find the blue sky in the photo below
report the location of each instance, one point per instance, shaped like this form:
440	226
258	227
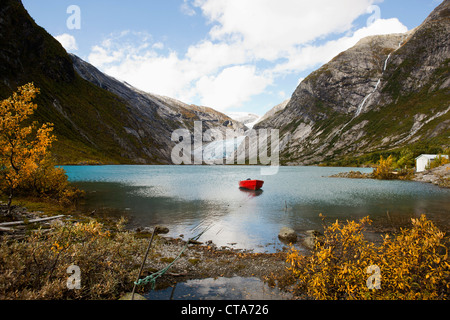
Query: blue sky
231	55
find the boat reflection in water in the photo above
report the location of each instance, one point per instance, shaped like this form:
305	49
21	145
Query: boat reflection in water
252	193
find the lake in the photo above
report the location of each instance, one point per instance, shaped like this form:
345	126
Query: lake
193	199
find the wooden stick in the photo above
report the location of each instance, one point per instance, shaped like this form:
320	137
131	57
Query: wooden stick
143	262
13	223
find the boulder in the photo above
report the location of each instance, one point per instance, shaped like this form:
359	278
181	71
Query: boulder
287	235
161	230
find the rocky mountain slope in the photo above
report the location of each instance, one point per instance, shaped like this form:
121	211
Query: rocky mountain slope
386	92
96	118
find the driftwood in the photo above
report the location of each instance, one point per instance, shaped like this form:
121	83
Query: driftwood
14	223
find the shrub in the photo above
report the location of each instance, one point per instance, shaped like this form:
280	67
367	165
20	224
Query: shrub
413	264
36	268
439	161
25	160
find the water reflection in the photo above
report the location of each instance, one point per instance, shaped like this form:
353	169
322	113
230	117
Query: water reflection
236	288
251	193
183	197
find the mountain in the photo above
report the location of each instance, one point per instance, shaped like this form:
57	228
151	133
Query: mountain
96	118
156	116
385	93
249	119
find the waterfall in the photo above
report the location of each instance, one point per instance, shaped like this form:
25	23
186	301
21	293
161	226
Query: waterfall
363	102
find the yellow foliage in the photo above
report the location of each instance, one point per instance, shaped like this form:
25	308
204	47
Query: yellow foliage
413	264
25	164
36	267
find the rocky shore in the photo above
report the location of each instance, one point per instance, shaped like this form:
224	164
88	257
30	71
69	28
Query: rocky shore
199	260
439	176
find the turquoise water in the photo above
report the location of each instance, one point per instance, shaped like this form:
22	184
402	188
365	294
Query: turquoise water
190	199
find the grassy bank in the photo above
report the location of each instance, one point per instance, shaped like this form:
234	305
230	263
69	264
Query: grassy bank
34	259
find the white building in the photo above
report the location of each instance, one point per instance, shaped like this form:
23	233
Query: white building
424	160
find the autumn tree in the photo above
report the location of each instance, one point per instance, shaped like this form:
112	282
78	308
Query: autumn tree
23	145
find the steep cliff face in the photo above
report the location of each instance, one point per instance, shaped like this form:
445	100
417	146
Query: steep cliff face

##########

▸ **YOUR GOAL**
Set down all the entries above verbatim, and include none of the pictures.

▸ **WRITTEN ANSWER**
find the blue sky in the photo below
report the location of each instance, one point per instance, shaped like this form:
440	226
258	227
Query: blue sky
231	55
find the boat reflection in water in the photo above
report the location of each instance, one point per instance, shaped like this form:
305	49
21	145
Query: boat reflection in water
252	193
find the lake in the photo above
report the location of each instance, one point per instance, shaped like this form:
345	126
Query: lake
193	199
find the wooden stick in the photo above
report the location of each instance, one point per instance, shaped like this form:
320	137
131	57
Query: wooden stick
143	262
13	223
find the boulder in the photo above
report the location of each instance, one point per instance, shaped like this form:
359	278
181	71
Query: boulder
287	235
161	230
find the rocky mountain slope in the photo above
report the location of each instance, one point per instance, shaped like this form:
121	211
Query: rocky mountain slope
386	92
96	118
find the driftwood in the photo above
report the location of each instance, one point per instance, shaped like this form:
121	83
Query: driftwood
14	223
find the shrub in the photo above
report the location of each instance, one point per instance, shaped like this form:
280	67
367	165
20	224
Query: shrub
413	264
36	268
439	161
25	160
find the water reflection in the photo above
report the location of each instance, one point per instance, shaped like this form:
353	169
322	113
230	117
Query: water reflection
236	288
251	193
183	197
find the mountain in the photo above
report the location of each instance, one point per instance, shaped like this form:
57	228
151	133
Query: mountain
96	118
156	116
385	93
249	119
find the waterfall in the photo above
report the location of each instance, one point per instance, shaped like this form:
25	23
186	301
21	293
161	226
Query: waterfall
363	102
find the yellow foliage in the photo above
report the location of each instance, one point per instance, shaped like this form:
25	308
204	47
Query: yellow foliage
413	264
25	164
36	267
find the rocky shore in the photo above
report the location of each instance, one point per instance, shaped like this form:
224	164
88	257
30	71
69	28
Query: rocky shore
199	260
439	176
find the turquoise water in the photo above
report the location of each instance, one point per instance, shaped like this form:
22	184
402	188
365	294
Query: turquoise water
190	199
find the grassy bank in the photo above
report the location of each instance, one point per instance, shaped like this form:
234	305
230	263
69	264
Query: grassy bank
34	259
find the white building in the photo above
report the location of each instance, one point per instance, shaped like this form:
23	233
Query: white building
424	160
find the autumn tree in the photo above
report the location of each instance, one point per instance, shaped like this form:
112	282
78	308
Query: autumn tree
23	145
find the steep cliff face in the photo above
report the location of each instance, one point per instance, shaped like this form:
445	100
417	146
Query: steep cliff face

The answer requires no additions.